Pointing records for named objects
********
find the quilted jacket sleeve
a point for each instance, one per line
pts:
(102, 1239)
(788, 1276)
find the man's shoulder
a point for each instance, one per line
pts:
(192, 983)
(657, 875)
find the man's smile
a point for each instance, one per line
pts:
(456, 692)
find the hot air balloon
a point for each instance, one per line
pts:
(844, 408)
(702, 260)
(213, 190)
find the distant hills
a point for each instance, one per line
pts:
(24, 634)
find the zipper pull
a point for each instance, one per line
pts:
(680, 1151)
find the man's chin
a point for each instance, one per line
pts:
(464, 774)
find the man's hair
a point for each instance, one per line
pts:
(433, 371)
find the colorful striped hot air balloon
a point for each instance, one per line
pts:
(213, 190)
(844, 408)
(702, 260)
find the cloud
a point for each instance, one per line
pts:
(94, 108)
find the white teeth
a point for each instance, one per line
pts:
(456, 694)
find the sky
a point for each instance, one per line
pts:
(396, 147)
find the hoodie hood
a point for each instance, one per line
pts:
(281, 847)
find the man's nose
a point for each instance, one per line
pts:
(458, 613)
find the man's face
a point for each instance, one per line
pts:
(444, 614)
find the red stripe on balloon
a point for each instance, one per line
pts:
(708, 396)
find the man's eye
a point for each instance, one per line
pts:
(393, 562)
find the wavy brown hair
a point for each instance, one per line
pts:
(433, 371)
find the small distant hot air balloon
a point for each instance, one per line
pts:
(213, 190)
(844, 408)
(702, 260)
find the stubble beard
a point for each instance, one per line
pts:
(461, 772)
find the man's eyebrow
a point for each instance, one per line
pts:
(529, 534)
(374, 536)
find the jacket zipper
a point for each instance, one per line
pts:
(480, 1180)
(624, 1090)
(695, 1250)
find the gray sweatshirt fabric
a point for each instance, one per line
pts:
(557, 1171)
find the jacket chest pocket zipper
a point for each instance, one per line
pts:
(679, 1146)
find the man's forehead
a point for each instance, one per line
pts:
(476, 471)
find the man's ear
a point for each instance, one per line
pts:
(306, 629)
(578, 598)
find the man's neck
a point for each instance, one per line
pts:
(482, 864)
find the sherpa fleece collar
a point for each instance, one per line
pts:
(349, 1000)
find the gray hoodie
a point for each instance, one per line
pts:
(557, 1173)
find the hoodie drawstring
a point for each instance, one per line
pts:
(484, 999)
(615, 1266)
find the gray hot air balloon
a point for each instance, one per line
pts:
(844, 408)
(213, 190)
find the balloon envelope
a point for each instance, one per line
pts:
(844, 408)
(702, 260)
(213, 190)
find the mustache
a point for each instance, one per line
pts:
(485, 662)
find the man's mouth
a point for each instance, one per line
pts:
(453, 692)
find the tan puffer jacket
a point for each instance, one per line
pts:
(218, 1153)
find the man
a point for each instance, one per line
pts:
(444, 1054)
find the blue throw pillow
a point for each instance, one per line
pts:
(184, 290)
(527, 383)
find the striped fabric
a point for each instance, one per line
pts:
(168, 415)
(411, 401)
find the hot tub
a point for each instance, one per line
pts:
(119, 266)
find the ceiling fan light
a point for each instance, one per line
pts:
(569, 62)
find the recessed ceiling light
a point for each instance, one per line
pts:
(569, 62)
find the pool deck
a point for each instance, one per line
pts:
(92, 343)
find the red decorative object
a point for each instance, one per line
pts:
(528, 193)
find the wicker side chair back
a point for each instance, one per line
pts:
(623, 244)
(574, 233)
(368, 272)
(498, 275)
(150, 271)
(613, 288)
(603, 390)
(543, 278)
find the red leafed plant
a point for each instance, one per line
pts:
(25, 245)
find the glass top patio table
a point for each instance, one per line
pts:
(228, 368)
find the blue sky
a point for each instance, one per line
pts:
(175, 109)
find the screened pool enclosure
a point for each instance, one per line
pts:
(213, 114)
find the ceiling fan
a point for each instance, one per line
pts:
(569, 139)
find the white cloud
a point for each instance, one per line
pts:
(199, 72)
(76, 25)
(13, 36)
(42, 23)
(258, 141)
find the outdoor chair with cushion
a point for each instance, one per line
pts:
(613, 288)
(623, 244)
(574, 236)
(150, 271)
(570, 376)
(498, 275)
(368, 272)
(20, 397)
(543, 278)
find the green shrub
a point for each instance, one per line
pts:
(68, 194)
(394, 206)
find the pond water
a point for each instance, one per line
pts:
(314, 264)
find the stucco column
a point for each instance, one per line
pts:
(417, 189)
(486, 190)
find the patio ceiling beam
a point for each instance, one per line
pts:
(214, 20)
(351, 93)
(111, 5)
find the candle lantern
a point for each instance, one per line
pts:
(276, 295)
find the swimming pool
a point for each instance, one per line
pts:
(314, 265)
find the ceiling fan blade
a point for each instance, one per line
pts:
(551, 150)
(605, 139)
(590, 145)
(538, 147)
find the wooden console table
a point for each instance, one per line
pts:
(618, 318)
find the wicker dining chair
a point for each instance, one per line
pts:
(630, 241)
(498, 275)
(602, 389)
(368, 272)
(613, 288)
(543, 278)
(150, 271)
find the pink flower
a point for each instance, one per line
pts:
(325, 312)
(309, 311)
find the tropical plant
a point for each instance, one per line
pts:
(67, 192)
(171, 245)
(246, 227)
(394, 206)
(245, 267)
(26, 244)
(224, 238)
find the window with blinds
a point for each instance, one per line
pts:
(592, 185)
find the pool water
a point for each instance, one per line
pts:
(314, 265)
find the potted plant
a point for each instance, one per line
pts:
********
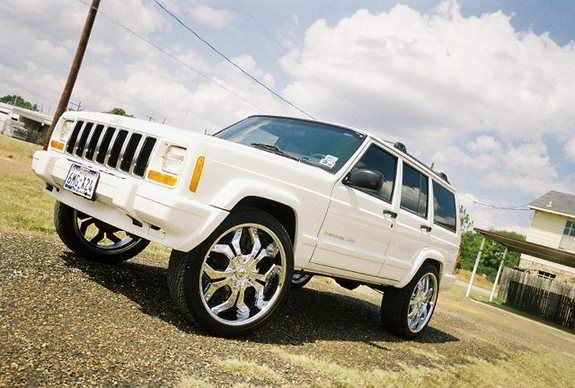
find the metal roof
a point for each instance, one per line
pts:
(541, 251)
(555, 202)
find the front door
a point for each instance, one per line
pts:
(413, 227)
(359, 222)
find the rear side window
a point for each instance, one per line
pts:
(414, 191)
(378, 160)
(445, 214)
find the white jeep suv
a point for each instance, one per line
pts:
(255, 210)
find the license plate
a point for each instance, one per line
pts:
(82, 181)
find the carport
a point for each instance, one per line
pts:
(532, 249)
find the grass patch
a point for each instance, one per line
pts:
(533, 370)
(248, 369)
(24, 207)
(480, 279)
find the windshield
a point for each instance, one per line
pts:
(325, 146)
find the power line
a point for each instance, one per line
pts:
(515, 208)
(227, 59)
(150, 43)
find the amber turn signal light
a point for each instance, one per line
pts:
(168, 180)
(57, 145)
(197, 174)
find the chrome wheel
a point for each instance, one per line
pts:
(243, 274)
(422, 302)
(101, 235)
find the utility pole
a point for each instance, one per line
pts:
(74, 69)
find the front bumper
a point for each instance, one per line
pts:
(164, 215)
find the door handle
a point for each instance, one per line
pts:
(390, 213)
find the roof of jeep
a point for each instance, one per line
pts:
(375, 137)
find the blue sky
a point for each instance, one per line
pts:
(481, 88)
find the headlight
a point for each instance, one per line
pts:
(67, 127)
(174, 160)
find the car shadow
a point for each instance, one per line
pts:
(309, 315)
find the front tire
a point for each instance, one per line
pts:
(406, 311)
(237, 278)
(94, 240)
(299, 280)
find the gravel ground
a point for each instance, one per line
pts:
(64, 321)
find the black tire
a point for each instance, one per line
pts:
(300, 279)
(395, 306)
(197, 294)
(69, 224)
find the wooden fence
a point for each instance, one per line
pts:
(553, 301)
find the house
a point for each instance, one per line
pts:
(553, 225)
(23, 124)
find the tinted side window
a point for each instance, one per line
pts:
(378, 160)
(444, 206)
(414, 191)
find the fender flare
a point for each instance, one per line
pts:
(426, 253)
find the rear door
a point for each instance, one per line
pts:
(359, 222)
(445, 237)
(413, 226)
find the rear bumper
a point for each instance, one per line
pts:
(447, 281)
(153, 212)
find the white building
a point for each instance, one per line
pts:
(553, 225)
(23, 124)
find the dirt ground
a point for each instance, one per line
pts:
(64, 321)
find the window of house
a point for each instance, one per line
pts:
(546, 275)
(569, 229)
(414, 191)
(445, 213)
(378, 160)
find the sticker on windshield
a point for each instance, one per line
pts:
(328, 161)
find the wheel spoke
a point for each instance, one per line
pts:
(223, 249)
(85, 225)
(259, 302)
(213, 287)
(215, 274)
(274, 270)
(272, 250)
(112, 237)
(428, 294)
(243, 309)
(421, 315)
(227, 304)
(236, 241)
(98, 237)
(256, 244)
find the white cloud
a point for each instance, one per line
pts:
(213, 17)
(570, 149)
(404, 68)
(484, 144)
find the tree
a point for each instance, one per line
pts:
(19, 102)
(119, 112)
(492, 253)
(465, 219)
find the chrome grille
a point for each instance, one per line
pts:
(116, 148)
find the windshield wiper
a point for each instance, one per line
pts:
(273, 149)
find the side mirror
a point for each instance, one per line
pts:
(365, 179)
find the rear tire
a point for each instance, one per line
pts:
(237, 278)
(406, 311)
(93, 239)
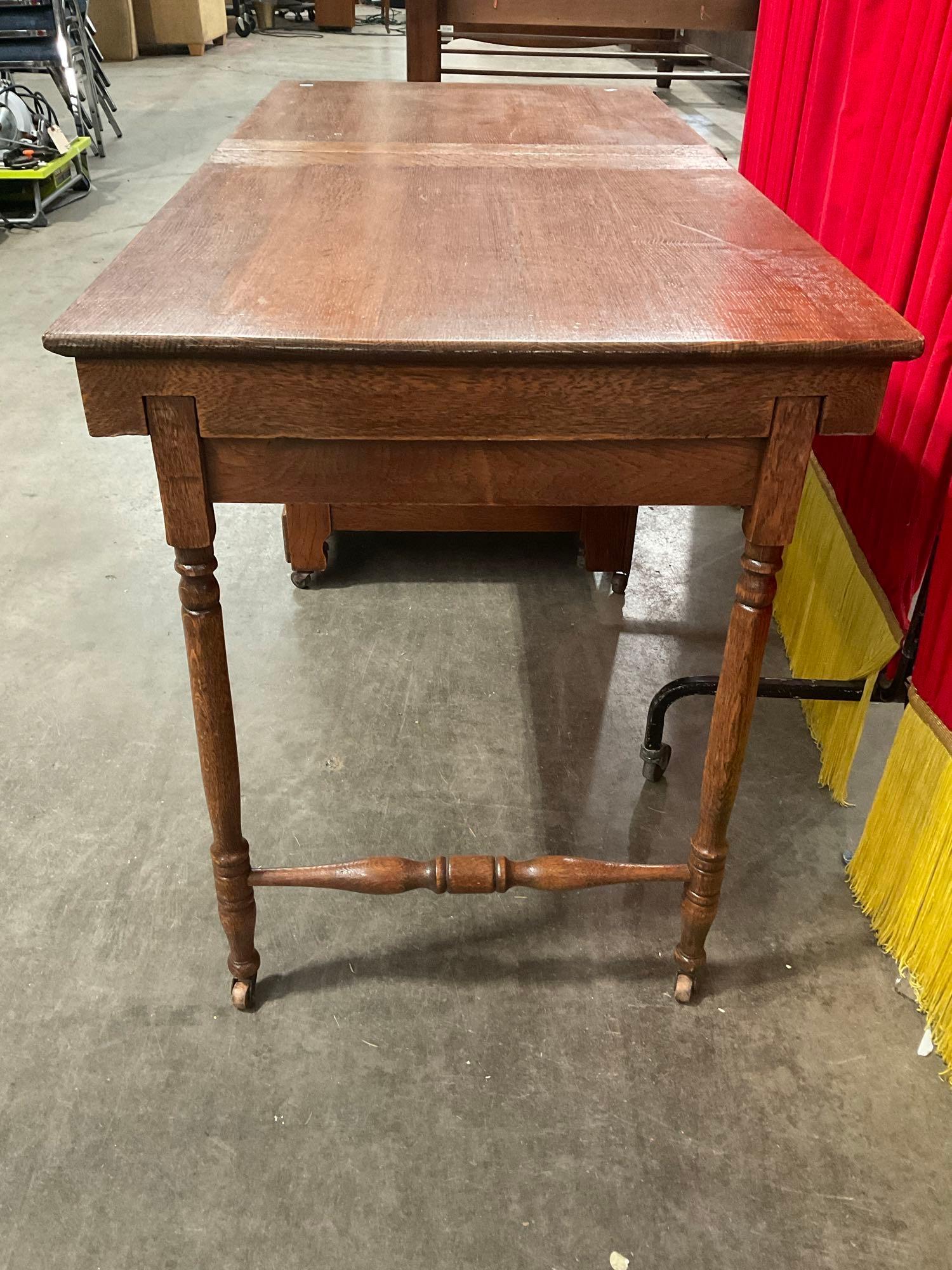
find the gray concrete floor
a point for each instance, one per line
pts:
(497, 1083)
********
## Task statement
Render the stretch of the listing from the line containing "find the stubble beard" through the line containing "(679, 1146)" as a JSON list of strings, one string per line, with blank lines omitted.

## Result for this task
[
  "find the stubble beard",
  "a point for each instance, one per line",
  "pts:",
  "(461, 772)",
  "find the man's eyebrow",
  "a point for each instance, one per line",
  "pts:",
  "(529, 534)",
  "(374, 536)",
  "find the jacket zipper",
  "a point for each instance, one per line",
  "pts:",
  "(480, 1180)",
  "(624, 1090)",
  "(695, 1250)",
  "find the gray sweatshirt fabric",
  "a point for each instance, one per line",
  "pts:",
  "(557, 1171)",
  "find the jacket chest pocket zipper",
  "a point for each instance, one per line",
  "pts:",
  "(679, 1146)"
]